Labeled-object pointing entries:
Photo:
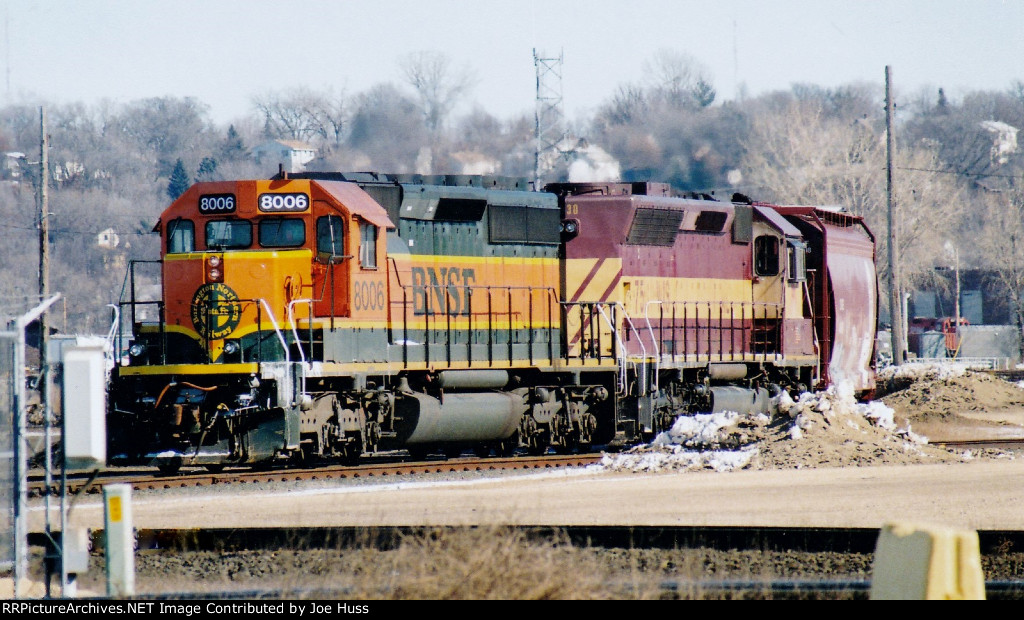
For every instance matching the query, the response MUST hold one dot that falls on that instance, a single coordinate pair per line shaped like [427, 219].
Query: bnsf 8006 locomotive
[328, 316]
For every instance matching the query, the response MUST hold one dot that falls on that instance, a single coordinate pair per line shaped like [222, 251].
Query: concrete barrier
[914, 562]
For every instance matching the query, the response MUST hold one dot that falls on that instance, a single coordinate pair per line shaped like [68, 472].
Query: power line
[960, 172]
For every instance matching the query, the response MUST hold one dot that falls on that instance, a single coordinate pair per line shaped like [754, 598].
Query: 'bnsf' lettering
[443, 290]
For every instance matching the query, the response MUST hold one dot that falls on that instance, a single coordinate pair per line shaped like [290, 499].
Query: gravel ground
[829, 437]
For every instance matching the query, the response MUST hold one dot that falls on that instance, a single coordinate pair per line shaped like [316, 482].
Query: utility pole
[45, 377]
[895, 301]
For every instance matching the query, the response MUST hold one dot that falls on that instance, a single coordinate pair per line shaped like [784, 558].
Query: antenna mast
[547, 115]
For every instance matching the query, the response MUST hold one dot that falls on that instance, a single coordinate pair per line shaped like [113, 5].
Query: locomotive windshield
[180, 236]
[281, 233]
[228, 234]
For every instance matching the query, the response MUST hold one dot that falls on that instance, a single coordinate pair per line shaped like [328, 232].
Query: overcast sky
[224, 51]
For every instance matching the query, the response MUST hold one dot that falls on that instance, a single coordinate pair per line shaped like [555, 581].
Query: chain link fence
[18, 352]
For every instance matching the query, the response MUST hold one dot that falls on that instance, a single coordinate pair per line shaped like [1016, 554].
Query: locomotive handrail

--

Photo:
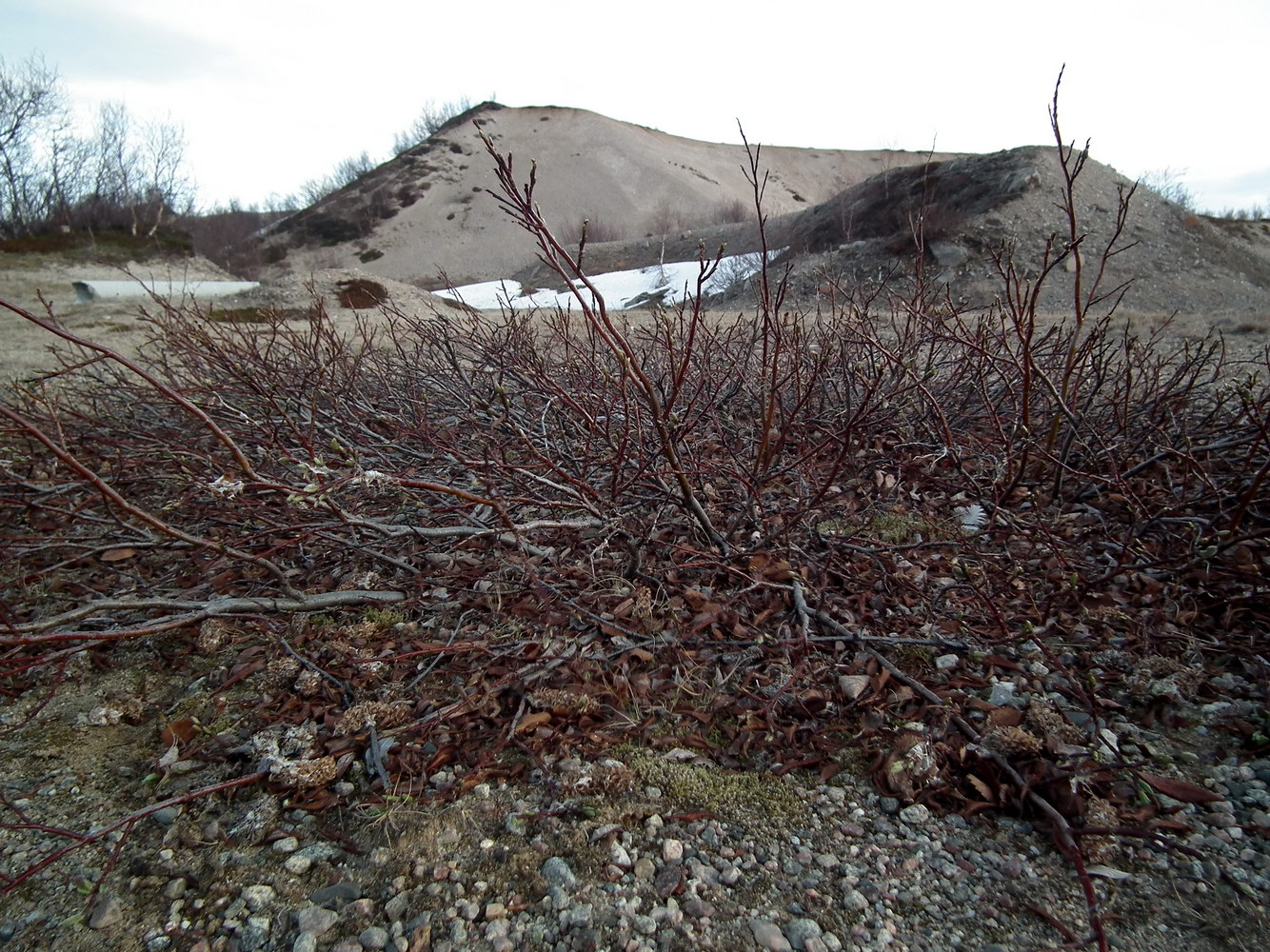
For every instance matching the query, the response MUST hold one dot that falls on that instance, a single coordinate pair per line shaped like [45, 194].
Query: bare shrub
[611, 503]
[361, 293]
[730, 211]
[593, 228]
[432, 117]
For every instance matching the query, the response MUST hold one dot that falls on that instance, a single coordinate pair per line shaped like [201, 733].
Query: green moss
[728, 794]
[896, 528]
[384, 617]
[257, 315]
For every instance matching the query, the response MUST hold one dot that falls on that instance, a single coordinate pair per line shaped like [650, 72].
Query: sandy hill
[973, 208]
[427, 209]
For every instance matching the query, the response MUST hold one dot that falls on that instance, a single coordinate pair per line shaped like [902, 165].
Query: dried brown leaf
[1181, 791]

• **Stated goal**:
Copy out the stretch of the items above from the line containing "like [902, 165]." through the line containing "[1181, 791]", both included, keeping every character unchanged.

• **Final result**:
For every instance matching the query, the response MUST hold one dot that falls on that instance, a single coordinate pair per line shaped like [902, 165].
Query: dried brown leaf
[1181, 791]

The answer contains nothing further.